Begin DATA LINES
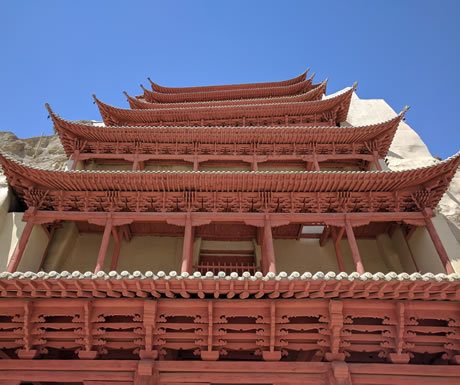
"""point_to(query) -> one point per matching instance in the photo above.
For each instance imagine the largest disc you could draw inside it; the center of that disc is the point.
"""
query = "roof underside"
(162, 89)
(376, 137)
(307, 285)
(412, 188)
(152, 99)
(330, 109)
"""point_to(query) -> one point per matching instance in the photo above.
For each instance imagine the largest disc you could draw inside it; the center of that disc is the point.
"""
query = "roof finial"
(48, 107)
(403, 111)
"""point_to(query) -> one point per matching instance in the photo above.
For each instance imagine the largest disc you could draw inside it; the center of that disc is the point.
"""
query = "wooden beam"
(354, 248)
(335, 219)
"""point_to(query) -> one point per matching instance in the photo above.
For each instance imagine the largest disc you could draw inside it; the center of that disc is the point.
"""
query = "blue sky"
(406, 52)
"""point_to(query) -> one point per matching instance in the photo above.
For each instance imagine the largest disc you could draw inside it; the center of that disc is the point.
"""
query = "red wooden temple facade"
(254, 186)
End DATA LINES
Begin DATA LINES
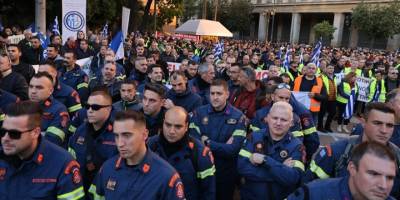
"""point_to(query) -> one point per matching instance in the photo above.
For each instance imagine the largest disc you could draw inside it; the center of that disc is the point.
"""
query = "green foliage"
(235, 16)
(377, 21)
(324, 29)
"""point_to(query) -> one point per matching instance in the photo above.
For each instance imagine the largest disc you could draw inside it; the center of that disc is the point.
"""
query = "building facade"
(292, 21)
End DATA LINES
THE REQUEST
How many lines in the material above contain the string "roof"? Case counts. Reply with the number only.

EXPECTED ANSWER
2